→ **SHORT TASK A**
Reproduce verbatim everything in the data augmentation tutorial from "In the fourth" down to "the CIFAR-10 set?".
→ **SHORT TASK B**
According to the data augmentation tutorial, what accuracy did the earlier parts reach on the CIFAR-10 test set?

→ **DOCUMENT EXTRACT**
──────

Convolutional neural network 4: data augmentation

In the previous three parts of the tutorial, we learned about convolutional networks in detail. We looked at the convolution operation, the convolutional network architecture, and the problem of overfitting. In the classification of the CIFAR-10 dataset we achieved 81% on the test set. To go further we would have to change the architecture of our network, experiment with hyperparameters or get more data. I leave the first two solutions for you 😉 to experiment with, and in this part of the tutorial I want to feed our network with more data. I will use the so-called data augmentation, i.e. the artificial generation of large amounts of new data.

In the fourth part of the tutorial you will learn:

  • What is data augmentation?
  • How to use the data generator from the Keras library?
  • How to artificially generate new data for the CIFAR-10 set?
  • And how well will our model do on the set of artificially generated (augmented) data?

What is data augmentation?

As I mentioned in the previous part of the tutorial, if we are dealing with a closed data set, i.e. one that cannot be significantly enlarged or enlarged is very expensive, we can reach for the so-called data augmentation. This is a particularly valuable technique for image analysis. Why? Because the images are susceptible to minor modifications, which will be a new data for the algorithm, although they will still be basically the same for the human eye. Moreover, such “minor modifications” occur in the real world. Standing in front of the car, we can look at it centrally or slightly from the side. It will still be the same vehicle and it will definitely be a car for our brain. For the algorithm, looking at the object from a different perspective is valuable information that allows to better generalize the training process.

What can we actually do with the image we want to artificially process? In theory, we have infinitely many solutions: we can slightly rotate the image, in any direction, at any angle. Move left, right, up and down. Change its colors or make other more or less subtle changes that will give the model tons of new data. In practice, a collection of tens of thousands of images can become a collection with millions of elements. This is a field where the possibilities are really great. As a curiosity: technologies related to autonomous vehicles are also trained on artificially generated data sets, e.g. using realistic game environments such as GTA.

Generating data with the Keras library

The Keras library offers a set of helpful tools for generating data. Let’s try to process the previously seen picture of the building in Crete with this generator. First, we make the necessary imports and define a function that will load the image from the file and convert it to the numpy table:

import numpy as np
from PIL import Image
import matplotlib.pyplot as plt
%matplotlib inline

def convert_image(file):
  return np.array(Image.open(file))

──────

Data items:
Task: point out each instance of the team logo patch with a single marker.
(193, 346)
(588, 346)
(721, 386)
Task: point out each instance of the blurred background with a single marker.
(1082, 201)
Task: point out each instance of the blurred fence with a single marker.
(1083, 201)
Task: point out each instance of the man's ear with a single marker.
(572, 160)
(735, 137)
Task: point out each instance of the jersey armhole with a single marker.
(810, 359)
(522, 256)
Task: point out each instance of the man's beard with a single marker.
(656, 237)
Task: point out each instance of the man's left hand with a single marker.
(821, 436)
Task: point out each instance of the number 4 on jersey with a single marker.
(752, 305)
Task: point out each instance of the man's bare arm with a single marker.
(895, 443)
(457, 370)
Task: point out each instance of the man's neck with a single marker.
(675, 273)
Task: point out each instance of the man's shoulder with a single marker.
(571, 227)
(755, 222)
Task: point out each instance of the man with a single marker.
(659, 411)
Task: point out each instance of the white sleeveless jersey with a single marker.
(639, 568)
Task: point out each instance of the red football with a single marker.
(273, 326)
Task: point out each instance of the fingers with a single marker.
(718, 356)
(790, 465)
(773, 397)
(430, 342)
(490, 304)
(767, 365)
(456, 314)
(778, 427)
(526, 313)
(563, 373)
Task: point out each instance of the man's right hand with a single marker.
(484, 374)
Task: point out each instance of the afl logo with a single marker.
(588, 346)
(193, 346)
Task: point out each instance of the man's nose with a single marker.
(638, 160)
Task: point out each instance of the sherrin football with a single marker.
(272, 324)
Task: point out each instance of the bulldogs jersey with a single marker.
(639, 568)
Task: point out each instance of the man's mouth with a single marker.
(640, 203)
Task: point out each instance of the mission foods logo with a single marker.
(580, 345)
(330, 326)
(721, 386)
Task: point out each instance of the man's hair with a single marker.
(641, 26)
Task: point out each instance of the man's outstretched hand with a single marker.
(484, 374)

──────

→ **TASK RESPONSE A**
In the fourth part of the tutorial you will learn:

  • What is data augmentation?
  • How to use the data generator from the Keras library?
  • How to artificially generate new data for the CIFAR-10 set?

→ **TASK RESPONSE B**
81%